» **WRITTEN TASK**
Can you quote all of the entries below word for word, leaving the pictures out?

Dataset items
-.-.-

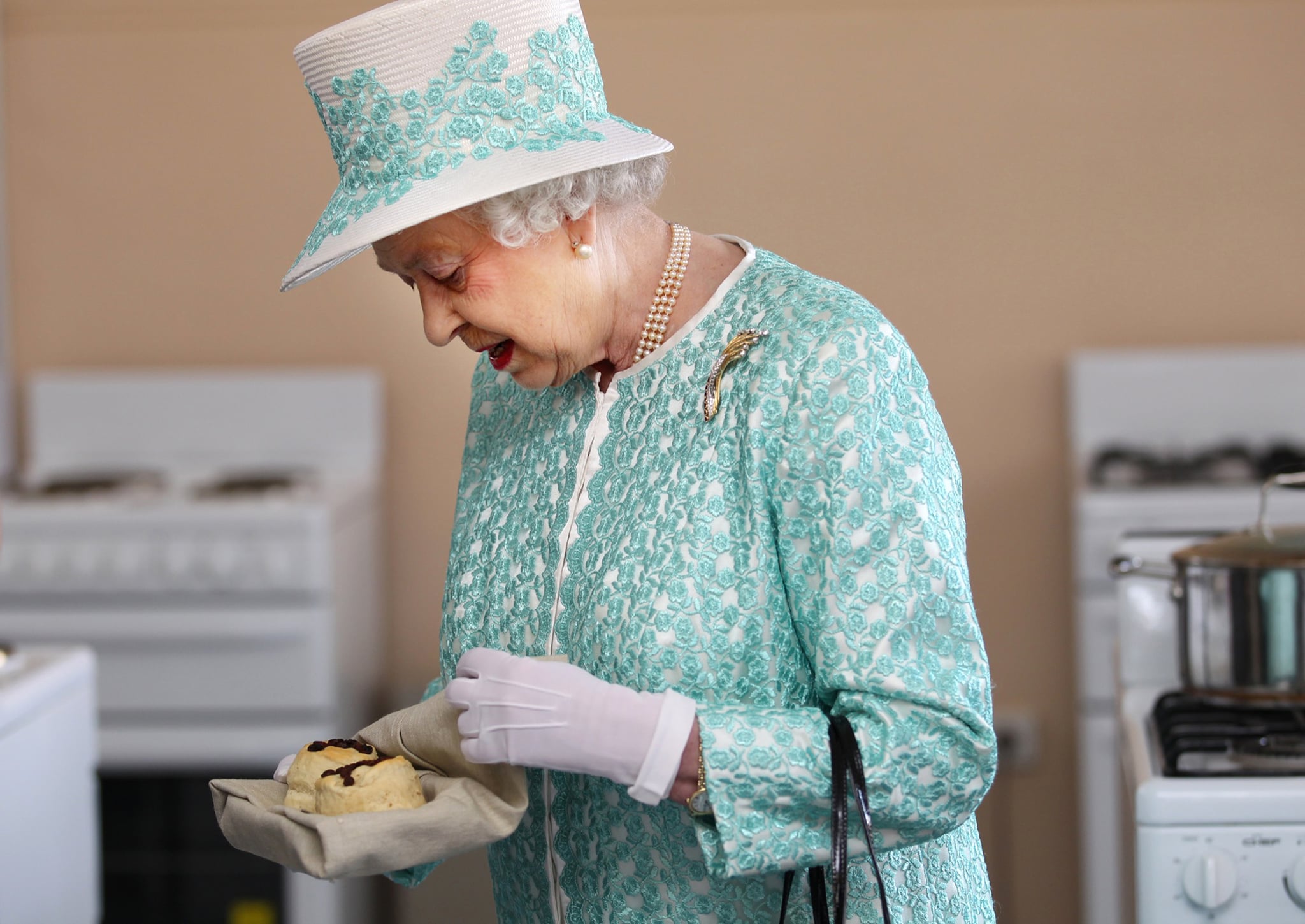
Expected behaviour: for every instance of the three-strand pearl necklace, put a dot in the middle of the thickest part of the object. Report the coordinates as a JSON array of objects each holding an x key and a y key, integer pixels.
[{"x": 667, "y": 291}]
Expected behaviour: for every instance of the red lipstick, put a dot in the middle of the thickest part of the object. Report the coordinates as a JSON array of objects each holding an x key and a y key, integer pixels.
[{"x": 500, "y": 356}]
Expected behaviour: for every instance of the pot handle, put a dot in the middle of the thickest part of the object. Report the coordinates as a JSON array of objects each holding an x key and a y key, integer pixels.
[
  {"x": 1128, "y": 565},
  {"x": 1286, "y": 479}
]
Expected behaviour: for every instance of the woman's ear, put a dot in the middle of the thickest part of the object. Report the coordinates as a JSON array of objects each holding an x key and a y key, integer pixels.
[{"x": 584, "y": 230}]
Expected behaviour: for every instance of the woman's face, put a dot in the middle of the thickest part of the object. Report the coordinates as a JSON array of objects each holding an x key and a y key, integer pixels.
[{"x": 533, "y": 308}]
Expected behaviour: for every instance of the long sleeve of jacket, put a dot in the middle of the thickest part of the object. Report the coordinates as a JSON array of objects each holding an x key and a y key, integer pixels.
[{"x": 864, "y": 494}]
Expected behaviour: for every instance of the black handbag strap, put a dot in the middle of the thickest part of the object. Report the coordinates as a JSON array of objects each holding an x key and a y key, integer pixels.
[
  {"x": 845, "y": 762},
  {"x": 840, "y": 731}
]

-.-.-

» **ANSWER TO THE EXERCISE**
Expected behaviour: for every instance of the three-strand pearl necklace, put a dot in the middle of the thickest part of the object. Report the coordinates as a JSON array of objects each holding an x key and a y key, integer pixels.
[{"x": 667, "y": 291}]
Expected behaviour: for every instance of the red lipstick, put a dot in the middle of the thickest part of the object. Report the coordinates as a JSON array of objects each holding an x key and a y key, integer pixels.
[{"x": 500, "y": 356}]
Expected behaviour: for every instance of the pot handle, put a dot in the middle of the thickest part of the object. Report the coordinates as a JSON array of objects each holding an x key and a y key, integer pixels.
[
  {"x": 1128, "y": 565},
  {"x": 1286, "y": 479}
]
Expected behaviour: for every instance of the woman's ear, put a dot in the middle of the thickest part of the object. Report the coordinates as a JSON array of objects each holding an x key and a y key, integer pixels.
[{"x": 584, "y": 230}]
Expected behaviour: for every instance of the woman's face, put a dot in the middle of the thickest part of the object. Report the coordinates as a JSON array of objects each holding an x key and a y key, integer pixels.
[{"x": 533, "y": 308}]
Expected behaviour: for every instance of the long sleeve of jacket, put a dot in the middle of the thickest part of the object. Report the coordinates as a JSON array of objects each holding an x key and a y key, integer pixels.
[{"x": 864, "y": 494}]
Expected behaviour: for every instance of the black handbag strap, put a dot in the middle of the thickest part of the object. Report the coordinates as a JSON array of objects each holding an x key and a y key, integer pixels.
[
  {"x": 845, "y": 762},
  {"x": 840, "y": 731}
]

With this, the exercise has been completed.